Output the lines below as a two-column CSV with the headers label_query and coordinates. Give one row for each worded line, pairing it with the coordinate pairs listed under it. Quote each field and replace line breaks with spaces.
** Start of RECORDS TO PROCESS **
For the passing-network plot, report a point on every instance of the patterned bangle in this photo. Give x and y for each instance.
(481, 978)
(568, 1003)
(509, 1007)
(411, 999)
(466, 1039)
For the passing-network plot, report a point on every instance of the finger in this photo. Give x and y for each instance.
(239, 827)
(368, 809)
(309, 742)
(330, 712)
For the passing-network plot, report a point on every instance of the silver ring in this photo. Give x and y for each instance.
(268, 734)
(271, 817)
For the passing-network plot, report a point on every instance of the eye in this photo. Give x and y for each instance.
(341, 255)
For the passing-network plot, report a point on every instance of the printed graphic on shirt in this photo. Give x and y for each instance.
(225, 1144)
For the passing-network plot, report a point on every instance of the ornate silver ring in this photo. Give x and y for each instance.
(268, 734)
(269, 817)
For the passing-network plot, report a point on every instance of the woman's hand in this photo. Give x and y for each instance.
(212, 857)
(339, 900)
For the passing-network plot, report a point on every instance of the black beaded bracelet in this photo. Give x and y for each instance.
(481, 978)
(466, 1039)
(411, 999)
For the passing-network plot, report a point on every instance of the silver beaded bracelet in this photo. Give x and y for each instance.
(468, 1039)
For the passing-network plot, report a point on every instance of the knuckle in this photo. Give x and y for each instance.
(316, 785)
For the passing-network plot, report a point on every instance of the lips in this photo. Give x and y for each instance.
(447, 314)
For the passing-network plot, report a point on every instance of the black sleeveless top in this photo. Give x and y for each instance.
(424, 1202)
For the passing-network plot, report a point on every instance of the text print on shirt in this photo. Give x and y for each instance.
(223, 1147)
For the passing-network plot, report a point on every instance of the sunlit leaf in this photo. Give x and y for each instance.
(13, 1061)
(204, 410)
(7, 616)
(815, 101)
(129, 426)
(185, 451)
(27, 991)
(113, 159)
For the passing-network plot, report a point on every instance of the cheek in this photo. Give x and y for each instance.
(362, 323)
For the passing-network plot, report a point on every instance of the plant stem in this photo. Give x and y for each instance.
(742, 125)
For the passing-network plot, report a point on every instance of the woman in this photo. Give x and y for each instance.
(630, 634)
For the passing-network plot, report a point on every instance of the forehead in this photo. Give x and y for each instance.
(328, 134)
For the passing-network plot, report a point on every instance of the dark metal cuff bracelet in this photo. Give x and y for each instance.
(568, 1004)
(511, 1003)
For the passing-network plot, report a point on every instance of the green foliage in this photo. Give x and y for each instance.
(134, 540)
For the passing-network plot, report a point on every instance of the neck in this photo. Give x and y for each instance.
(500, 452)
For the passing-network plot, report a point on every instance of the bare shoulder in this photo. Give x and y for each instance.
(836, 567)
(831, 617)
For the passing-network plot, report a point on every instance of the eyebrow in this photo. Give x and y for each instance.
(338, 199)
** End of RECORDS TO PROCESS **
§ EXERCISE RESULT:
label_query,coordinates
"For the passing-network plot, report a point on every instance of the patterned bangle in this photo. Give x and y for each instance.","(481, 978) (568, 1003) (509, 1007) (411, 999) (466, 1039)"
"For the passing-network plot, report a point on every instance of the finger in this photo. Give x and y for each instance.","(239, 827) (368, 809) (309, 742) (330, 712)"
"For the passing-network plot, report a point on every instance of the silver ring in this photo. Give x and y for each instance.","(268, 734) (271, 817)"
"For the passing-network plot, report a point on every instance of the eye in this photo. Give x and y for each instance.","(341, 255)"
"For the passing-network plot, report a point on every instance of the printed graphic on shirt in this photo. Give x and y for each instance.","(225, 1144)"
"For the passing-network plot, report a point on every instance of the ornate silver ring in this photo. Give x and y for each instance.","(268, 734) (269, 817)"
"For the passing-network plot, report a point on every instance of the woman's hand in this photo. Give x and y for each instance.","(212, 857) (339, 900)"
"For the passing-network plot, report a point on every instance of the black beaded bracelet in this photo. Give x and y for each instance.","(481, 978) (466, 1039) (411, 999)"
"For the passing-network plot, report a point on every instance of the silver beaded bracelet in this photo. Give x and y for each instance.","(468, 1039)"
"For the passing-network plot, report a point on every instance of the knuckle in this photo. Give x and y for each instance.","(316, 785)"
"For the passing-network plot, report a point on every instance of the lips in this photo. Give x and y for each instance.","(447, 314)"
"For the passing-network plot, report a point on every instance of the black sleeveless top in this photo. Give x and y for each instance.","(424, 1202)"
"For the passing-network plot, report a point on every instance of the text print on shirt in this photo. Give x and y for each instance.","(223, 1147)"
"For the passing-network plot, report a point on every instance of the sunlit leaf in this photo. Give x and y for each instance.","(13, 1061) (204, 410) (7, 616) (815, 101) (129, 426) (185, 451) (27, 991) (113, 159)"
"For the passing-network plot, report a point on every instance of the cheek in this photo. Give x and y for each instance.","(362, 323)"
"For the passing-network plot, report a point on every instance of the plant stem in this photo. Give x and y for each instance.","(742, 125)"
"For the passing-network plot, report a point on every instance of the woman in this photo. Give x and y for each instance.","(630, 634)"
"For the passing-network plot, report a point on every instance of the forehead in this photo. Give x and y for each instance.","(328, 134)"
"For the passing-network plot, report a point on every instance of the dark metal cuff bracelet in this photo. Give x and y for each instance.","(568, 1004) (511, 1003)"
"For the passing-network plot, report a point on every instance of the green foliage in this photo. Give x and y for each instance.","(134, 540)"
"For the passing-network plot, report a point on every instance of the neck in this photo. Give x and y for each instance.","(500, 452)"
"For the passing-network plot, report a point on every instance of the bare shoulder in this photo. Give x and y for each instance.","(836, 567) (831, 617)"
"For the passing-network plot, report a point on every instance of the eyebrow in this photo. Give x and y for each instance.","(338, 199)"